**Assigned task 1:** In the text on rushing metrics, do these statements agree with it? Answer yes or no for each, and quote the deciding words. (a) Outside zone schemes often produce a higher YPC than power running schemes. (b) In the typical distribution, about 35% of rushes gain 4-5 yards. (c) Rushing touchdowns reveal more about a back's ability than about opportunity.
**Assigned task 2:** In the text on rushing metrics, what does EPA measure?
**Assigned task 3:** Write out the stretch of the text on rushing metrics from "print(distribution.round(3))" through "and game script)".

**Text section:**
______

Problem 2: It's heavily scheme-dependent
Outside zone schemes often produce higher YPC than power running schemes, regardless of RB talent.
Problem 3: It rewards volatility over consistency
A back with carries of 1, 1, 1, 1, 16 yards (YPC = 4.0) appears equal to one with 4, 4, 4, 4, 4 yards (YPC = 4.0). But the consistent back is more valuable—football rewards moving the chains.
Problem 4: It conflates the line with the back
The offensive line creates (or doesn't create) the initial running lanes. YPC reflects O-line performance as much as RB skill.
The Distribution of Rushing Plays
Rushing outcomes follow a particular pattern:
# Analyze rushing outcome distribution
rushes = pbp[pbp['rush_attempt'] == 1]
# Create yard buckets
rushes['yard_bucket'] = pd.cut(
rushes['yards_gained'],
bins=[-50, -1, 0, 3, 5, 10, 20, 100],
labels=['Loss', '0', '1-3', '4-5', '6-10', '11-20', '21+']
)
distribution = rushes['yard_bucket'].value_counts(normalize=True).sort_index()
print("Rushing Outcome Distribution:")
print(distribution.round(3))
Typical distribution: - ~20% of rushes gain 0 or lose yards - ~35% gain 1-3 yards - ~20% gain 4-5 yards - ~15% gain 6-10 yards - ~10% gain 11+ yards
Most rushes cluster in a narrow, low-yardage band. The occasional explosive run inflates YPC while masking the high frequency of stuffed plays.
The Problem with Rushing Touchdowns
Rushing touchdowns seem like a measure of production, but they're largely a function of:
- Team red zone possessions (how often does the offense get close?)
- Goal-line opportunities (scheme and game script)
- Randomness (small sample sizes)
A back on a good offense with conservative goal-line plays will score more than a better back on a worse team. TDs tell us more about opportunity than ability.
7.3 EPA-Based Rushing Metrics
Expected Points Added for Rushes
EPA measures the change in expected points from before to after a play. For rushing:
def calculate_rush_epa(pbp: pd.DataFrame, min_carries: int = 100) -> pd.DataFrame:
"""Calculate EPA-based rushing metrics."""

______

**Raw data:**
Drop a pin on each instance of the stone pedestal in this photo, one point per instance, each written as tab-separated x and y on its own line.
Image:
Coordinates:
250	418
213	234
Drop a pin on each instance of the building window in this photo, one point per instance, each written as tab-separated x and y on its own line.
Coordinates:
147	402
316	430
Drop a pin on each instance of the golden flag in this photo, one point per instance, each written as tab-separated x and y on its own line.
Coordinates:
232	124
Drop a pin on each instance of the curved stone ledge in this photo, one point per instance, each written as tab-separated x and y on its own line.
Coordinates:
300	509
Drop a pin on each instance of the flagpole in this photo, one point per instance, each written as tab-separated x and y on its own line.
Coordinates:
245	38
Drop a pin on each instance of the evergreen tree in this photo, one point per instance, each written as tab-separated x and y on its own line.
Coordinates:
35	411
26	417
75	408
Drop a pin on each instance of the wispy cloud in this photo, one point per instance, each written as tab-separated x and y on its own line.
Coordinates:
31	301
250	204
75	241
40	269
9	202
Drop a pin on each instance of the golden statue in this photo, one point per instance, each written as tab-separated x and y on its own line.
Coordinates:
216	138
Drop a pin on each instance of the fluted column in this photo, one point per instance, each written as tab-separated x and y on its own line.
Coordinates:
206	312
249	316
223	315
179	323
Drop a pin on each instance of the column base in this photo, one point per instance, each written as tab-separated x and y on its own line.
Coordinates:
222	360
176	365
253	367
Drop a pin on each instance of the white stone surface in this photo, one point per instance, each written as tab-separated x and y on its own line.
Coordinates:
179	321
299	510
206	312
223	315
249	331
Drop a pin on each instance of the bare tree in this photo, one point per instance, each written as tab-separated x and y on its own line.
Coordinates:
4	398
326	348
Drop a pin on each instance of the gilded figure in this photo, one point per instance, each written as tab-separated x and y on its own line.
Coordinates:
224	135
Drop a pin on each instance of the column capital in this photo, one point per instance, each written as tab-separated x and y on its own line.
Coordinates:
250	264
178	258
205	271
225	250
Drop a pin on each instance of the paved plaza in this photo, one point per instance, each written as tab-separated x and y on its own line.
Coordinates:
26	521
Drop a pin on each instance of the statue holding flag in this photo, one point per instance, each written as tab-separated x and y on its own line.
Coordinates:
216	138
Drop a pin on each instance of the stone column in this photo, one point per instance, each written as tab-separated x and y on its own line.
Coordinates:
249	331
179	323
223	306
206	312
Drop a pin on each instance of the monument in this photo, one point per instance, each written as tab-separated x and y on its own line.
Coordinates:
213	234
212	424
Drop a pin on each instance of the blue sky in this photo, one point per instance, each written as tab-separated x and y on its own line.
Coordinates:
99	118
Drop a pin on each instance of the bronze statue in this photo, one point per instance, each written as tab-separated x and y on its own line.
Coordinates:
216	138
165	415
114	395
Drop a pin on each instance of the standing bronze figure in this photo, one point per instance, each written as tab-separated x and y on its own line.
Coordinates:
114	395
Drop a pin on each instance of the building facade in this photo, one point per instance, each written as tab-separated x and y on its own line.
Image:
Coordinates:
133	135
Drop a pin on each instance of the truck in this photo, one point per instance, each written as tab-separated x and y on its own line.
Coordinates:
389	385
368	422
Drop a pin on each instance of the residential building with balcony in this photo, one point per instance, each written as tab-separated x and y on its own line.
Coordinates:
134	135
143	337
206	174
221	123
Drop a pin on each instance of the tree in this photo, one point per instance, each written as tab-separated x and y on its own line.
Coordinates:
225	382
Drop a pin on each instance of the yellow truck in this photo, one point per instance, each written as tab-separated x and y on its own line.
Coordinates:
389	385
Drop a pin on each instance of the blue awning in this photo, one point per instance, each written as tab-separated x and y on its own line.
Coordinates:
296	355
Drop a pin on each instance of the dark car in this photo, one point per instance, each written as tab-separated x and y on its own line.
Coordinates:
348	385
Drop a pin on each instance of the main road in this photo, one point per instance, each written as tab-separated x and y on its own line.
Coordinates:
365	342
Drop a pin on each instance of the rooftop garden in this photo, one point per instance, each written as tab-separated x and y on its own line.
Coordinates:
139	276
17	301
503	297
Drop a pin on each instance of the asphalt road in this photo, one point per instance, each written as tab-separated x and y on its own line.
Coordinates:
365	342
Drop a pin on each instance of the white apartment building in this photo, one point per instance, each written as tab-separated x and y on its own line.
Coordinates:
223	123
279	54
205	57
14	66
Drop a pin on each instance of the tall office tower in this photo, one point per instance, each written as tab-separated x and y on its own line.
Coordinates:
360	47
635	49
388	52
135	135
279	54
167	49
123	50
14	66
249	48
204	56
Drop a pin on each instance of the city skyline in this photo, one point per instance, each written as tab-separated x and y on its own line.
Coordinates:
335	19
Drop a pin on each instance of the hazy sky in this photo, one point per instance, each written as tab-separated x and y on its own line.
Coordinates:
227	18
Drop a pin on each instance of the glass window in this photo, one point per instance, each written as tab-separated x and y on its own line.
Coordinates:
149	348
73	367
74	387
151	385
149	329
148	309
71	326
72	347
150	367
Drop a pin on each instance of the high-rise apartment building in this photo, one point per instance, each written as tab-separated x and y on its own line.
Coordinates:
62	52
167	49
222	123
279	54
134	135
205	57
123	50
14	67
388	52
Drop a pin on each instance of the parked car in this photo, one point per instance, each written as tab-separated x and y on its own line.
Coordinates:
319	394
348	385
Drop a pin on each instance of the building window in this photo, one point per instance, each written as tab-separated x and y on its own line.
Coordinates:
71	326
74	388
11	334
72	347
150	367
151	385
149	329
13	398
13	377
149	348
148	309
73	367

______

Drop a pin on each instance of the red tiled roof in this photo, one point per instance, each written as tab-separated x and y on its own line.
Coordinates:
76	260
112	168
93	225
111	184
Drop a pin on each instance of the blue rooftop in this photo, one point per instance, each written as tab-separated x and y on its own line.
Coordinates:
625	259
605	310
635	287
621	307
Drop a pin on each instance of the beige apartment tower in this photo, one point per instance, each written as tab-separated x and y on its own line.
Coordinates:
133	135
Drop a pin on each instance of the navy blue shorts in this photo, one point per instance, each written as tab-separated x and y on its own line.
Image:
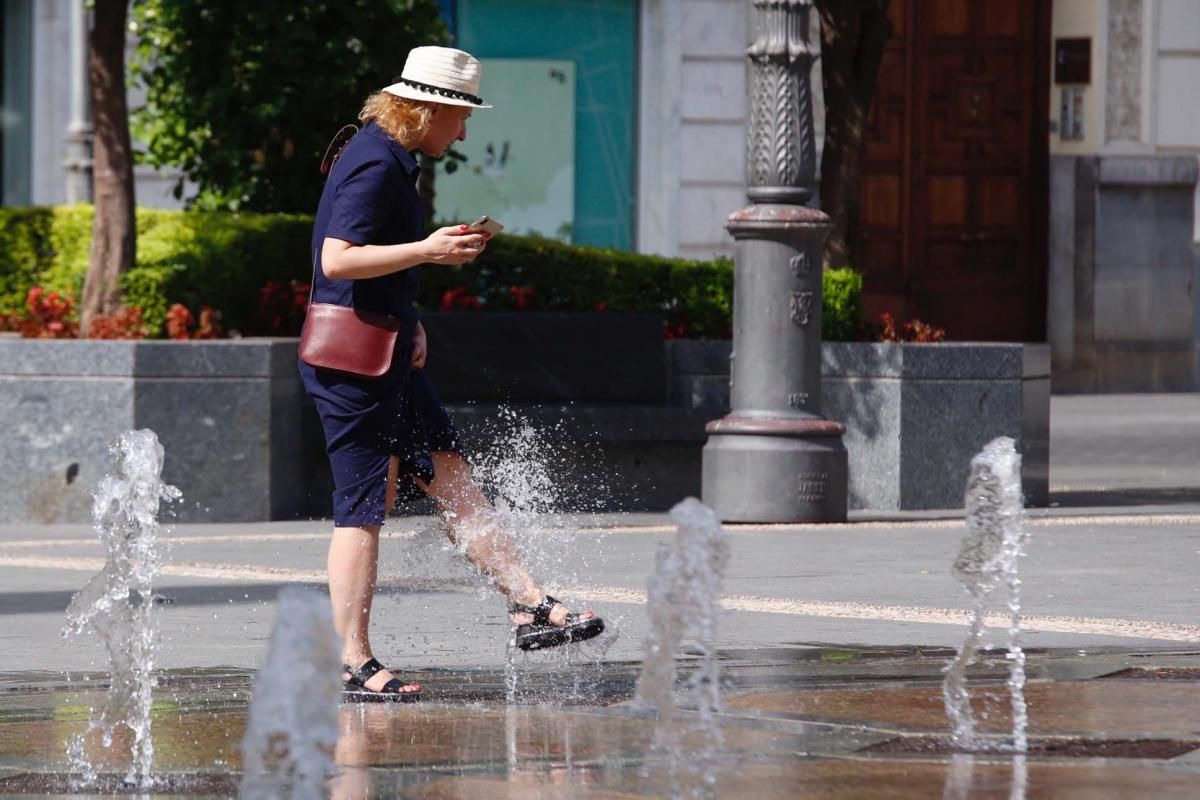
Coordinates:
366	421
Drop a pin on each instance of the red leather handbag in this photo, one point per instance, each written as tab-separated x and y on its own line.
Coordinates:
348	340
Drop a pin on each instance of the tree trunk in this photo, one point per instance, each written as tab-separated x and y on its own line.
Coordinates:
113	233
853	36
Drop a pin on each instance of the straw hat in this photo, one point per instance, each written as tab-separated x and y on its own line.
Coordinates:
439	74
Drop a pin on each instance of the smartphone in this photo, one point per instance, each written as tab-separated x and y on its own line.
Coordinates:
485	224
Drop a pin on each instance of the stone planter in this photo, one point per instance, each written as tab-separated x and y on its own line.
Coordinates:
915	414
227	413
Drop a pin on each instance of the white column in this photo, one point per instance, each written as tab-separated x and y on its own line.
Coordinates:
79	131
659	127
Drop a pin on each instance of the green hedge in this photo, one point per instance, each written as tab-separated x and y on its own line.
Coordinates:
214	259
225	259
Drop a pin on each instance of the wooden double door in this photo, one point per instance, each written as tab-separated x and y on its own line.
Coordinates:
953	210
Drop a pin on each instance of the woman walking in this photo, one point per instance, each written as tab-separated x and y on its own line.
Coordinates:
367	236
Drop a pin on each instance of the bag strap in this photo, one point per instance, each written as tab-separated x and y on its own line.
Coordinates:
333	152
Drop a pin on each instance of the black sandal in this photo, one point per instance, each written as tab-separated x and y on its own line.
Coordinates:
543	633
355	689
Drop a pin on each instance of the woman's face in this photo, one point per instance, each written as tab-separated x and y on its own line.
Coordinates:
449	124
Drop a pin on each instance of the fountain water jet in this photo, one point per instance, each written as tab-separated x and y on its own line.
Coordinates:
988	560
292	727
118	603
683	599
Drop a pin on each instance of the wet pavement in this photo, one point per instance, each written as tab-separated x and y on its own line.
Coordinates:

______

**Exercise response 1:**
(a) Yes: "Outside zone schemes often produce higher YPC than power running schemes, regardless of RB talent."
(b) No: "~20% gain 4-5 yards"
(c) No: "TDs tell us more about opportunity than ability."

**Exercise response 2:** EPA measures the change in expected points from before to after a play.

**Exercise response 3:**
print(distribution.round(3))
Typical distribution: - ~20% of rushes gain 0 or lose yards - ~35% gain 1-3 yards - ~20% gain 4-5 yards - ~15% gain 6-10 yards - ~10% gain 11+ yards
Most rushes cluster in a narrow, low-yardage band. The occasional explosive run inflates YPC while masking the high frequency of stuffed plays.
The Problem with Rushing Touchdowns
Rushing touchdowns seem like a measure of production, but they're largely a function of:
- Team red zone possessions (how often does the offense get close?)
- Goal-line opportunities (scheme and game script)